#### [課題 1]
提示文について、次の問いにそれぞれ答えよ。
(a) リーグ戦を9節消化した時点で、チームは何位だったか。
(b) ACL決勝の前に、トレーニングで一度試したとされる布陣は何か。
(c) 筆者がACL決勝ユニにつけた番号は、どの選手のものか。

#### [提示文]
————

それでも、リーグで開幕2連敗スタートしながらACL決勝に向かうまでの戦績は、リーグ戦が9節消化して5勝2分2敗で首位とは勝ち点差2での4位という上々のものでした。ルヴァン杯を含めてもリーグの2試合以降は負けなしで、スコルジャさんが本来目指している保持の部分の構築を先送りにして表現できていない状況でありながらも、しっかり結果を出したことでチームとしてもやれるという自信をもってACL決勝に向かって行けたのではないかと思います。
ACL決勝での勝利は、フットボール本部体制での強化や三年計画といった取り組みの方向性が間違っていないことを示すものだったと思います。特にゾーンディフェンスによる4-4-2の守備練度の高さは前年までの取り組みが土台としてあったからだろうということは雑感に書いた通りです。
ACL決勝の前には一度トレーニングで3バックを試したこともあったようですが、4-4-2のままの方が良いだろうと信じることが出来たのは、それまでの3年間で継続してきた成果だったのだろうと思っています。
こうして彼らの取り組みが報われたという点で、三年計画を大真面目に捉えてきた僕にとってはACL優勝はとても嬉しい出来事でしたし、1人の浦和レッズを愛する者としてもこの上ない幸せに包まれた最高の瞬間でした。今のクラブが報われて欲しいという「おもい」が強かった分、そして2019年の悔しさが大きかった分、試合終了のホイッスルが鳴り、スタジアムが爆発するような大きさでの「We are Reds」コールの後はしばらく涙が止まりませんでした。
ちなみに、僕がACL決勝ユニを購入してつけた番号は関根です。2017年は途中でチームを離れて、2019年には決勝に臨むもカリージョに蹂躙され、昨年夏の決勝トーナメントの全北戦の前には僕らに熱く呼びかけをして、こうした物語を彼が自分の力で幸せな形で成就させたことへの敬意を責任原理主義者として彼の名前と番号を背負うことで表したいと思いました。
またこの景色を見たい、この調子でリーグも獲りに行くぞ、そうした気持ちがあった反面、ACL決勝を目指して闘った中でそれを勝ち取ったことによる達成感があった分、その後の試合でいかにテンションを落とさずに闘っていくのかというのは人間がプレーする以上、簡単ではないだろうという不安も少なからずありました。

————

#### [一覧]
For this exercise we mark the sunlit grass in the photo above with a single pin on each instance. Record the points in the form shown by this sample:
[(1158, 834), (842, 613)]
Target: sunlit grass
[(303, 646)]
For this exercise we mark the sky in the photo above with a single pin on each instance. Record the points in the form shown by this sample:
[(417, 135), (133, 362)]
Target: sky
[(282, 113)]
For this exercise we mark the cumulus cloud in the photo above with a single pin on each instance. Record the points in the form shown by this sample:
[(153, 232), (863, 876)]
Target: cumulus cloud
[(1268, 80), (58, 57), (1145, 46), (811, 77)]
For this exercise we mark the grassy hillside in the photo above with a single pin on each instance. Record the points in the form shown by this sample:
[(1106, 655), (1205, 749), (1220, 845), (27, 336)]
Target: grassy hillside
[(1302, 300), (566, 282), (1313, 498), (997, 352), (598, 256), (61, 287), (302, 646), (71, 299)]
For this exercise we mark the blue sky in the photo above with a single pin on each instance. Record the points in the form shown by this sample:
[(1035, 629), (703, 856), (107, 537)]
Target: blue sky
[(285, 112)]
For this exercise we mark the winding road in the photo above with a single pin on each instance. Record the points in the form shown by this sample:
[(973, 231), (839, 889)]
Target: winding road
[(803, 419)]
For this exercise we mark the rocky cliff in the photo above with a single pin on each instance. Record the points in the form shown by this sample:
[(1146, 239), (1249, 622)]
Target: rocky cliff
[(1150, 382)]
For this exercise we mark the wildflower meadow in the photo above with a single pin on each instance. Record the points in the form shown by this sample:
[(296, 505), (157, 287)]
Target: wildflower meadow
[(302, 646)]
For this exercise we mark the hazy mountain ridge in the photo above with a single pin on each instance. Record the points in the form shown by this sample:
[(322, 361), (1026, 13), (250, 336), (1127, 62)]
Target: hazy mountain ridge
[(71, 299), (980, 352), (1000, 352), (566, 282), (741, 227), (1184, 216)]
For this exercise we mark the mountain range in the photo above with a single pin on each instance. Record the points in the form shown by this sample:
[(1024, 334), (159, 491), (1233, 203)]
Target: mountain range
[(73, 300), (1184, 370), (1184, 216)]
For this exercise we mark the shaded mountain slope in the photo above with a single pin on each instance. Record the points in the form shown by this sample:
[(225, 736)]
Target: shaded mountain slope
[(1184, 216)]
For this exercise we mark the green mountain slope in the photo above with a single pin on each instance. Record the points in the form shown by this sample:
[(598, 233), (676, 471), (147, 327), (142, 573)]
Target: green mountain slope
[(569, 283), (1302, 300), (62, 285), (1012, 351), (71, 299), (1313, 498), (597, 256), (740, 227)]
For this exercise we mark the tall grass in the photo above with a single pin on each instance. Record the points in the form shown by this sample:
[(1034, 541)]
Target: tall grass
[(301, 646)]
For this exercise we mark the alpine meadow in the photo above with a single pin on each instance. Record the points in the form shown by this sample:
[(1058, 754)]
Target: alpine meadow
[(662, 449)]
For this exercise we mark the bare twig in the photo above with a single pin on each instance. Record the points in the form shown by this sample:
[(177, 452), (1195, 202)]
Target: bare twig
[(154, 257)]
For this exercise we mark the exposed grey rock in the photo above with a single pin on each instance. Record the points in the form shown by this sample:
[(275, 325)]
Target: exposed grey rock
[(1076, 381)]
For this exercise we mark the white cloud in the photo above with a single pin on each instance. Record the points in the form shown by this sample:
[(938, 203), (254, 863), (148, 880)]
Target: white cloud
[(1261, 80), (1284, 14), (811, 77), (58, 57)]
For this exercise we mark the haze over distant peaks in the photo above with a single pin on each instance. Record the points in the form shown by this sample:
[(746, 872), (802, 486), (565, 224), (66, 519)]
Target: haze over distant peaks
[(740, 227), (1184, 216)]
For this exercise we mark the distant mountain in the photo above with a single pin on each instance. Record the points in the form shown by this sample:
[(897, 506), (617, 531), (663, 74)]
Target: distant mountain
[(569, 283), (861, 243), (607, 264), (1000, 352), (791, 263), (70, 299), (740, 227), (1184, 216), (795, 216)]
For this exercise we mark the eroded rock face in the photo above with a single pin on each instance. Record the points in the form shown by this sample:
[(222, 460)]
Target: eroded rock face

————

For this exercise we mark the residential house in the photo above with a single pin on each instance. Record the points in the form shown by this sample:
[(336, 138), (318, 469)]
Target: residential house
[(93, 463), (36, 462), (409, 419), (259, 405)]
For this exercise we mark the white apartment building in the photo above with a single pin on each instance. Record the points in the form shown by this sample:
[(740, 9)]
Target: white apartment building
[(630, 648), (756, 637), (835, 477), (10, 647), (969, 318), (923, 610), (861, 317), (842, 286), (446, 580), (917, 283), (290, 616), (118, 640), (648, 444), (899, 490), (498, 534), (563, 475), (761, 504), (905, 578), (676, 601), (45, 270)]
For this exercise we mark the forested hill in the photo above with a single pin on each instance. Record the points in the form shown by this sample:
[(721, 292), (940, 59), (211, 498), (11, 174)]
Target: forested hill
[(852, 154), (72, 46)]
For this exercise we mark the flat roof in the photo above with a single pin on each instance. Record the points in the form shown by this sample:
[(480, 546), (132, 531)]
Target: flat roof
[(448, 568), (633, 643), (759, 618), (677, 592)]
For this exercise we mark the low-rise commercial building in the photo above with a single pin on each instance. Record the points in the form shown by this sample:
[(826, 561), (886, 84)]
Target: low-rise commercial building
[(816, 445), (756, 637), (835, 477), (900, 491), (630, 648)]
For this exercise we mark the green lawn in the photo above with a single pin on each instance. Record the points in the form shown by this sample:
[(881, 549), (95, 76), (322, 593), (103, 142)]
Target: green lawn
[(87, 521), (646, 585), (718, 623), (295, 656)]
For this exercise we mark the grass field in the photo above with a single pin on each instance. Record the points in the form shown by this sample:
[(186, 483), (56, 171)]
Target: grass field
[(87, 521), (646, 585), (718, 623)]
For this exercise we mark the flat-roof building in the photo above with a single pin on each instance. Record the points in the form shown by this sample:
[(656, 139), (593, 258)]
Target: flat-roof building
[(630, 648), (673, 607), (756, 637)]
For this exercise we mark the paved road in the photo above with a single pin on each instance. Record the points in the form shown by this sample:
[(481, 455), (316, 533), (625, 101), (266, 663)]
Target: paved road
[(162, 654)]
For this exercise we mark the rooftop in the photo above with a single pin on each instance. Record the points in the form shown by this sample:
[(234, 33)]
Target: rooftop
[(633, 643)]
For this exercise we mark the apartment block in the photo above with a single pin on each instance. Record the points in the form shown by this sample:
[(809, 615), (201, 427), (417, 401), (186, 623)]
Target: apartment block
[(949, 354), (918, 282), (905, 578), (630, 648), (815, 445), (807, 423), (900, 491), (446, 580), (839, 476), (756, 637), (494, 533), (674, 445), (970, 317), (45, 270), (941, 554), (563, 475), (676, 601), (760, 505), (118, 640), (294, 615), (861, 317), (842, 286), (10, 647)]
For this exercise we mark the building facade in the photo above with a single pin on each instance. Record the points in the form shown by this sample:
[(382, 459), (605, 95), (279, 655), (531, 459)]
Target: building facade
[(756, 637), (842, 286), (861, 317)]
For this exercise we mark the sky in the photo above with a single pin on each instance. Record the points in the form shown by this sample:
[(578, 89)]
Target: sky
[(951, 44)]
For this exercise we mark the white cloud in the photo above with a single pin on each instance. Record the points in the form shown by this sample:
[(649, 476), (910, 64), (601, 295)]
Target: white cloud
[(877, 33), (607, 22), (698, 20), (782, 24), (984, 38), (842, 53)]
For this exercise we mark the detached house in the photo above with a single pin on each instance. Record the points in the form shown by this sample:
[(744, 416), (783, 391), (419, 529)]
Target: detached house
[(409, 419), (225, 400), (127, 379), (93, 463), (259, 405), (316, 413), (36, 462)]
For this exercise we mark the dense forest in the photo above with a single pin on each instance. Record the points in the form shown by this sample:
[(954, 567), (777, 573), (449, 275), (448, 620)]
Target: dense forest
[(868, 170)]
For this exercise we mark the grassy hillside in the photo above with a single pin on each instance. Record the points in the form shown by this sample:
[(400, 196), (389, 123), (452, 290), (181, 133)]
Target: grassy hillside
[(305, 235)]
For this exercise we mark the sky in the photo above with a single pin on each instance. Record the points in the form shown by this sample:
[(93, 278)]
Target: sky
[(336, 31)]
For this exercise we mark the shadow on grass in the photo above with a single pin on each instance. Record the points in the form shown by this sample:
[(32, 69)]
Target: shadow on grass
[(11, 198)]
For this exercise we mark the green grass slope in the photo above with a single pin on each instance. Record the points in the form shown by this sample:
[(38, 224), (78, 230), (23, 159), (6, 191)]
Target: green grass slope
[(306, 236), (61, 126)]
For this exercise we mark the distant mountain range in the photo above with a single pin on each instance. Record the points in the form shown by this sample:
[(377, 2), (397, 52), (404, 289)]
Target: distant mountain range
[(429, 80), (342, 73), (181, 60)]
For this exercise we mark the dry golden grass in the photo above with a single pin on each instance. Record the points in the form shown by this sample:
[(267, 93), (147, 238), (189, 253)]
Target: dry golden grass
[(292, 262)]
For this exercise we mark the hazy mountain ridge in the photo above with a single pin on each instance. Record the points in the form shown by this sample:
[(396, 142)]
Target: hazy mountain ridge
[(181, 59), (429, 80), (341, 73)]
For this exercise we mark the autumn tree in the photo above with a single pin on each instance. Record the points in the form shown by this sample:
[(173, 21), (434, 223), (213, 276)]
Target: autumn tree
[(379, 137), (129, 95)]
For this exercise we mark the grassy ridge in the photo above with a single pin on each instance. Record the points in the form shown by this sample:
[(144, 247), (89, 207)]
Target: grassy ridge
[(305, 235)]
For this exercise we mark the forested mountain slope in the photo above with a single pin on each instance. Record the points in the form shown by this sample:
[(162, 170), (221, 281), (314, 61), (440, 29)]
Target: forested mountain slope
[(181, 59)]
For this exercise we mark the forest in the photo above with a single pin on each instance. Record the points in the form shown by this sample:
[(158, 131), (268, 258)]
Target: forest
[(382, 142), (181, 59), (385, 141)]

————

#### [課題 2]
一覧の「For this exercise we mark the shadow」を含む行から「[(429, 80), (342, 73), (181, 60)]」を含む行までを、両端の行も含めて書き直せ。その際、「mountain range」を「mountain chain」に置き換え、ほかの部分は変えず、この範囲の行だけを示せ。

#### [解答例 1]
(a) 4位
(b) 3バック
(c) 関根

#### [解答例 2]
For this exercise we mark the shadow on grass in the photo above with a single pin on each instance. Record the points in the form shown by this sample:
[(32, 69)]
Target: shadow on grass
[(11, 198)]
For this exercise we mark the green grass slope in the photo above with a single pin on each instance. Record the points in the form shown by this sample:
[(38, 224), (78, 230), (23, 159), (6, 191)]
Target: green grass slope
[(306, 236), (61, 126)]
For this exercise we mark the distant mountain chain in the photo above with a single pin on each instance. Record the points in the form shown by this sample:
[(377, 2), (397, 52), (404, 289)]
Target: distant mountain chain
[(429, 80), (342, 73), (181, 60)]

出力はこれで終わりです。